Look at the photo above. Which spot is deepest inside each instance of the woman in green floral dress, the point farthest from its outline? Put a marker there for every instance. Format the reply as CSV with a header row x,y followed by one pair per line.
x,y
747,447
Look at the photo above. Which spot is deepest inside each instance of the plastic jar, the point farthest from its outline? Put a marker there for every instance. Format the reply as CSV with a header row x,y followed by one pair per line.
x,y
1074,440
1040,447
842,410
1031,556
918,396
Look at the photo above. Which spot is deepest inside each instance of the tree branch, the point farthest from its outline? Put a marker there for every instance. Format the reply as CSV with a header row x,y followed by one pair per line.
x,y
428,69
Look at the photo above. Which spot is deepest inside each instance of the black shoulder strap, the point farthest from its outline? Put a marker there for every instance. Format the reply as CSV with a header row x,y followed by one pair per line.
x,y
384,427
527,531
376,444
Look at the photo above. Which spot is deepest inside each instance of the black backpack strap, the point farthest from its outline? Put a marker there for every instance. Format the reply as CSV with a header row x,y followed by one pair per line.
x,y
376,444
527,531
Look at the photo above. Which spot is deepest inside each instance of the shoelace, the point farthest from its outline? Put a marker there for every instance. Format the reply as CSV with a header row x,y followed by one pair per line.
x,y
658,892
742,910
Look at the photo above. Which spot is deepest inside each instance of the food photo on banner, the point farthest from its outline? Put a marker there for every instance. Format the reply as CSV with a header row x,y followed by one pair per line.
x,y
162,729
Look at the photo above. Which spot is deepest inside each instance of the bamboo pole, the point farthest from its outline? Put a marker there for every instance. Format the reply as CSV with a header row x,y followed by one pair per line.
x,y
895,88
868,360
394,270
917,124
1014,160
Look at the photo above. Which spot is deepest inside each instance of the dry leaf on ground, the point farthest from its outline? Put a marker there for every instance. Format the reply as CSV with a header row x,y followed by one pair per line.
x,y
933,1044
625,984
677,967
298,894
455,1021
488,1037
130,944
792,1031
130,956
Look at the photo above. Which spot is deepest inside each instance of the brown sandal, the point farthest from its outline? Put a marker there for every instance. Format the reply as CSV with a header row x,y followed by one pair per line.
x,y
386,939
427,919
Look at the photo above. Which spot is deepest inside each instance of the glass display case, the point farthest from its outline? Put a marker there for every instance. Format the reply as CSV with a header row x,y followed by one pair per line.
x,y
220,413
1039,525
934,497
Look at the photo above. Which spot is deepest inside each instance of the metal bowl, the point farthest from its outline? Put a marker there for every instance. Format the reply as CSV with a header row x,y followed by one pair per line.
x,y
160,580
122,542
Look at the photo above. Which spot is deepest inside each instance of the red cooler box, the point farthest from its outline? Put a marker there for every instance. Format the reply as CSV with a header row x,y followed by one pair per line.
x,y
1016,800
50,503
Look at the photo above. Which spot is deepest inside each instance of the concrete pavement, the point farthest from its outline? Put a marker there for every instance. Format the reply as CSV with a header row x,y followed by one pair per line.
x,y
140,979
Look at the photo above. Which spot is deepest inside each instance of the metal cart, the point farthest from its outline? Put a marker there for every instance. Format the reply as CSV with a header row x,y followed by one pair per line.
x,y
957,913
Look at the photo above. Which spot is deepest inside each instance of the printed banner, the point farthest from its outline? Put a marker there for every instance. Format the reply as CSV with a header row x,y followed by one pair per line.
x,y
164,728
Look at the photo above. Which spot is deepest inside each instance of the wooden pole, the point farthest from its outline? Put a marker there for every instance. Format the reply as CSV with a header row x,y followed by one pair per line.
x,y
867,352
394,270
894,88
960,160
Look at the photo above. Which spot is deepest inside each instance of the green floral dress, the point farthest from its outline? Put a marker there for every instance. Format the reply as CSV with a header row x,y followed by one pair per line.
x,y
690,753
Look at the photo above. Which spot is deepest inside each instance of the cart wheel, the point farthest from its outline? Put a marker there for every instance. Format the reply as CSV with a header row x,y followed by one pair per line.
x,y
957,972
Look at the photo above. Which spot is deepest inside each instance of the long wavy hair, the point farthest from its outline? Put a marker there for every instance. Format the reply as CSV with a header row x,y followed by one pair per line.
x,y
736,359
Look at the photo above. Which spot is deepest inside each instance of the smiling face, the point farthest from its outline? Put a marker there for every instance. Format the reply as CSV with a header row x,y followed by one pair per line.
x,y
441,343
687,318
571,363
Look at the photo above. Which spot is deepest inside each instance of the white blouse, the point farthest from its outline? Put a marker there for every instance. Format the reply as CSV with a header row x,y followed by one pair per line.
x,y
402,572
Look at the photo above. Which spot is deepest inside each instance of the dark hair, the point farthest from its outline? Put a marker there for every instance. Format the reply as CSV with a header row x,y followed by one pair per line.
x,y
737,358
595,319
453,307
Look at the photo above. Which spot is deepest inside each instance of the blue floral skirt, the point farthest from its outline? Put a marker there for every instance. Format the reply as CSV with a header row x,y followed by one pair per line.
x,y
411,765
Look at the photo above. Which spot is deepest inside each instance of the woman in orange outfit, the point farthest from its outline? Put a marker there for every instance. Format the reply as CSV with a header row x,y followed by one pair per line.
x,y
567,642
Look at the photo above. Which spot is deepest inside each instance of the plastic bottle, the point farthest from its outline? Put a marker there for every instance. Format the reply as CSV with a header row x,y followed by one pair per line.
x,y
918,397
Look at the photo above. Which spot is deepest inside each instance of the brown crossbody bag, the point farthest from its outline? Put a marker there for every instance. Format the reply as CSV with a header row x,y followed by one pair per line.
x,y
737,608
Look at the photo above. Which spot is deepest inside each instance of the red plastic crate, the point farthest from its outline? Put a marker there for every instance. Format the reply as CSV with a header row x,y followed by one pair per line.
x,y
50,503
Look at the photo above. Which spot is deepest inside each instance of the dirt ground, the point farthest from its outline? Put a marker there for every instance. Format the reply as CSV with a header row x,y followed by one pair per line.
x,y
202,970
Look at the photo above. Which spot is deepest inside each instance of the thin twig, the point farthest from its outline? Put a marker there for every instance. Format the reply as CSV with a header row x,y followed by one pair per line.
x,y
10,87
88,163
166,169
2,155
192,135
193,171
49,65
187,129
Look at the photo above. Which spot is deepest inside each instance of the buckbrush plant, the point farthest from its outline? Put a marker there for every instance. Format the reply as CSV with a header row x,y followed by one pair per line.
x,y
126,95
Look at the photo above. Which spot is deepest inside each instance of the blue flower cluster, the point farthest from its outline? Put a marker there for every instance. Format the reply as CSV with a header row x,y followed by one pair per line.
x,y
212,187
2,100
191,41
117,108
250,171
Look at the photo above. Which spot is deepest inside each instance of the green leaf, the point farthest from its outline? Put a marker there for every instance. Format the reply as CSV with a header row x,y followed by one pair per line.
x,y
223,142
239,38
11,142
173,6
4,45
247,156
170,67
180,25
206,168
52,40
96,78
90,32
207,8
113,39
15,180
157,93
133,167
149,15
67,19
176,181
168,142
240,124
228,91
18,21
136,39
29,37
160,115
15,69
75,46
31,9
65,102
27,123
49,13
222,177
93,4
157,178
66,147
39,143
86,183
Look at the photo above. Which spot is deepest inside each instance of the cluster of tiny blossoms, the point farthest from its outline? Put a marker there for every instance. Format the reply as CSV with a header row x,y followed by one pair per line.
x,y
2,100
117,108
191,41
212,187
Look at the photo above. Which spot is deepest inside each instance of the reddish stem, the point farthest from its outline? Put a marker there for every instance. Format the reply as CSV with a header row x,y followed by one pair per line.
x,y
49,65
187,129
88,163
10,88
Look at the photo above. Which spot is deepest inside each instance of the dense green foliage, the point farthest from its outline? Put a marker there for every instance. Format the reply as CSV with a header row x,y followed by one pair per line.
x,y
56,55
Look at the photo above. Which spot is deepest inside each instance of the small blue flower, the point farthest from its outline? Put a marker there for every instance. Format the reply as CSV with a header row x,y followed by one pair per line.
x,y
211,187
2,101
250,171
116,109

:: What you are asked to do ::
Only the lines from the one with "of the small" through the last line of the records belong in the answer, each copied exactly.

:: Written response ::
Look at the photo above. Which spot is deepest inside each instance of the small blue flower, the point farthest from its outline? Put a marker there for every instance. Format the reply as CSV with a header row x,y followed by one pair per line.
x,y
211,187
2,101
250,171
116,109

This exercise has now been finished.